O que se pede:
Explique, com base no texto sobre conflitos no campo, por que 2013 é considerado um ano importante para as mobilizações populares.

Trecho do texto:
Conflitos no campo crescem em número e intensidade onde o capital avança - Blog A CRÍTICA

"Imprensa é oposição. O resto é armazém de secos e molhados." (Millôr Fernandes)

Últimas

Post Top Ad

quinta-feira, 1 de maio de 2014

Conflitos no campo crescem em número e intensidade onde o capital avança



AUTOR: Marcela Belchior
Adital

No último ano, estatísticas sobre diversos setores das lutas populares se agravaram. Por outro lado, 2013 é considerado um ano importante para as mobilizações populares, alterando a agenda de debates e chamando a população brasileira à discussão. A informação é do Relatório Anual da Comissão Pastoral da Terra (CPT), que aponta que os conflitos e a violência no campo atingem, indiscriminadamente, famílias inteiras, homens, mulheres, idosos, jovens e crianças.

O estudo mostra que, diferentemente do restante do Brasil, na Amazônia o número de famílias despejadas em 2013 cresceu 76%. "Como em anos anteriores, os conflitos ganham em número e intensidade nas áreas para onde o capital avança”, destaca a CPT. "Barragens para usinas hidrelétricas, mineração, grilagem de terras, extração de madeira e monoculturas (pecuária, soja, dendê, eucalipto) avançam sobre terras indígenas, quilombolas e de outras comunidades camponesas. A Amazônia continua sendo considerada colônia, fonte de recursos naturais a serem explorados pelo resto do Brasil e do mundo”, explica a publicação.

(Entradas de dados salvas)
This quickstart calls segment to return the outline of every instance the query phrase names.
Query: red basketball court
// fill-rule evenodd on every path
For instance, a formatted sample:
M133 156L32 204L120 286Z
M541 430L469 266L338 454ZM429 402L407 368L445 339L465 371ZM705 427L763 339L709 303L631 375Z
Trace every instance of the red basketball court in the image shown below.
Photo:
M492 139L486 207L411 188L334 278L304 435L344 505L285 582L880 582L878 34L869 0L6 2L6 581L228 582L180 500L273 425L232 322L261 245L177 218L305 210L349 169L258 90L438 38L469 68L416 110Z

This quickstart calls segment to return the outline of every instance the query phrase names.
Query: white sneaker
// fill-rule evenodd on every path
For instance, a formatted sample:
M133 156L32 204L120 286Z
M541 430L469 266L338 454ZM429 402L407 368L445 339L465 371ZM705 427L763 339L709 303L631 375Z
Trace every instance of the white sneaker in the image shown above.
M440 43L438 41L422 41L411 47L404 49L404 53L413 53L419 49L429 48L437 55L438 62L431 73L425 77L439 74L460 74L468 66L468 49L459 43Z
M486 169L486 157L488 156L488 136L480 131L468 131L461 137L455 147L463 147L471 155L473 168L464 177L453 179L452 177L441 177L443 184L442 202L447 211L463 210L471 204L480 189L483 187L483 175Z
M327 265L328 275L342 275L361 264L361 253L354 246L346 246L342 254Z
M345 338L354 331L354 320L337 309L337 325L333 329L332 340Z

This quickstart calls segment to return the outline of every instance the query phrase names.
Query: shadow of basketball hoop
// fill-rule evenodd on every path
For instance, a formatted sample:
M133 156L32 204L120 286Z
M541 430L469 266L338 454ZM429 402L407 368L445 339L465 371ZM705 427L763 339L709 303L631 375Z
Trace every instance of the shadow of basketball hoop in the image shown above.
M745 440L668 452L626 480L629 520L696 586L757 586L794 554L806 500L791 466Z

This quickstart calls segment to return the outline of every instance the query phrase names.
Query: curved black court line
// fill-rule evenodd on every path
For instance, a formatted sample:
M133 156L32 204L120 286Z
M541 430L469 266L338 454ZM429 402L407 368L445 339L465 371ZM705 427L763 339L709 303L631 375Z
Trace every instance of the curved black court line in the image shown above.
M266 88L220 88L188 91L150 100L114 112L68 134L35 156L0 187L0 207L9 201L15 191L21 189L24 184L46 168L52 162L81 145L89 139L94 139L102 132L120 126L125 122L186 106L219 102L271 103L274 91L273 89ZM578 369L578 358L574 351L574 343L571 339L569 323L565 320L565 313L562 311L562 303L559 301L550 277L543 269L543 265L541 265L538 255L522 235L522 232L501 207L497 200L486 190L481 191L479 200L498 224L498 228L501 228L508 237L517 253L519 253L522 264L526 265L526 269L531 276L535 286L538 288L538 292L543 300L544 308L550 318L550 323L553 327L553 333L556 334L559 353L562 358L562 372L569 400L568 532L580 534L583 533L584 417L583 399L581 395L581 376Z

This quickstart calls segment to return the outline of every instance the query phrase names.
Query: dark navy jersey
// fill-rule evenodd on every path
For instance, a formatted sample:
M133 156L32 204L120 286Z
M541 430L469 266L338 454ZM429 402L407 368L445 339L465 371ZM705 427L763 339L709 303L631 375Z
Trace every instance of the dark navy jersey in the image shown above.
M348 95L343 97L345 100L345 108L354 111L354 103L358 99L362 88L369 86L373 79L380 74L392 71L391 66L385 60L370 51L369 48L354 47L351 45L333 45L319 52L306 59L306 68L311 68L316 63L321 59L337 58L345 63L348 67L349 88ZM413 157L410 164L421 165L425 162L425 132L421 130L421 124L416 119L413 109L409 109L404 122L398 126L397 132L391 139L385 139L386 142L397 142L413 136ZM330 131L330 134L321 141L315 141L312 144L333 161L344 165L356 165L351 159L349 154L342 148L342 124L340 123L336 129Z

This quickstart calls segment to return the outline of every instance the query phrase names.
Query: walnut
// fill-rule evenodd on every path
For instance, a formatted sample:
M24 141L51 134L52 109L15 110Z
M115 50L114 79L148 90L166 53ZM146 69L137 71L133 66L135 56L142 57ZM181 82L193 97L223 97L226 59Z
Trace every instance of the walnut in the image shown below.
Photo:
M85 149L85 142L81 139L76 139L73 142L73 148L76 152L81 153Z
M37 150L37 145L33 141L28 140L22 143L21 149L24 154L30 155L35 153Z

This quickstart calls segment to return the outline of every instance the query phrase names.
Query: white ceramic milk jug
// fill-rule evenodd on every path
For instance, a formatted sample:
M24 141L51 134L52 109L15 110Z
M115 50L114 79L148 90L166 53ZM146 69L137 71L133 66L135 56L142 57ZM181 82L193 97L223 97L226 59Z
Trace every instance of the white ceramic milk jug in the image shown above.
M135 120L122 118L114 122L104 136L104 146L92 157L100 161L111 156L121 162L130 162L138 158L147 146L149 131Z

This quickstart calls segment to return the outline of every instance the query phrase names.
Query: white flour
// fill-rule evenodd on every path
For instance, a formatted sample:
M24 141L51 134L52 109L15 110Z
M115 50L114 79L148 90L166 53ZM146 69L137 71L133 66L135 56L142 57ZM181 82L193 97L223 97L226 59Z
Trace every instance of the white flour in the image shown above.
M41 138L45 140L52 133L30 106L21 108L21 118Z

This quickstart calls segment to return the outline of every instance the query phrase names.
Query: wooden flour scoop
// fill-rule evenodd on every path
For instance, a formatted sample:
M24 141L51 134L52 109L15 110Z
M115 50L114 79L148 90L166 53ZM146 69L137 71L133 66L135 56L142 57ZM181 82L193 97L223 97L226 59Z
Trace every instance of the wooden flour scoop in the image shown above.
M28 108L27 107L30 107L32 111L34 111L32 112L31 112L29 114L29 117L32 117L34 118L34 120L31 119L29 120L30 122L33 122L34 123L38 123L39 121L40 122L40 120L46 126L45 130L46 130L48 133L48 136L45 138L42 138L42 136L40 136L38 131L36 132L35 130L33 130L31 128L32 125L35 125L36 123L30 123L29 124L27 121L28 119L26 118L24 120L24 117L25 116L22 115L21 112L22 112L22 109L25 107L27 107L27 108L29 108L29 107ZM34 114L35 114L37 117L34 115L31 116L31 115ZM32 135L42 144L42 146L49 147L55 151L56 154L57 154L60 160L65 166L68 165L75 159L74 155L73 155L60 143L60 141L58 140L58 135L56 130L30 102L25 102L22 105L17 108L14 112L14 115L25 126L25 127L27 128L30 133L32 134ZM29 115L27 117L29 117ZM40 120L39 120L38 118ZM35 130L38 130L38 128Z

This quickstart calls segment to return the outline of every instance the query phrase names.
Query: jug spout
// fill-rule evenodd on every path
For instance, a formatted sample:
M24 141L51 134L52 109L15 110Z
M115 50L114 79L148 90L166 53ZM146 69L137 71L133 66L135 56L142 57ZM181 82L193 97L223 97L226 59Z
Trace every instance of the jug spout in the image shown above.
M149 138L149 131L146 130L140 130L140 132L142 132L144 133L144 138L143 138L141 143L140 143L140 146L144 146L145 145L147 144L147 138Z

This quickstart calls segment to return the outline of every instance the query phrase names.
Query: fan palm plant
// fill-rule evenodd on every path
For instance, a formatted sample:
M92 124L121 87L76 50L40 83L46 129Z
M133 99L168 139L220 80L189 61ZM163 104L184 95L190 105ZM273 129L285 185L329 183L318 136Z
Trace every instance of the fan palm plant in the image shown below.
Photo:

Resultado do exercício:
O ano de 2013 é considerado importante para as mobilizações populares porque elas alteraram a agenda de debates e chamaram a população brasileira à discussão.